Can you present the listing below as a Markdown table with a Row column numbering each line and a Line column holding its text, leaving out blank lines?
== == ==
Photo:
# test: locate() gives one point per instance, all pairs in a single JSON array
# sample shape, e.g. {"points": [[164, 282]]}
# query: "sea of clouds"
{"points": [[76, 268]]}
== == ==
_Answer for the task_:
| Row | Line |
|---|---|
| 1 | Photo: |
| 2 | # test: locate() gives one point per instance, all pairs in a single JSON array |
| 3 | # sample shape, e.g. {"points": [[164, 282]]} |
| 4 | # query: "sea of clouds" |
| 5 | {"points": [[76, 268]]} |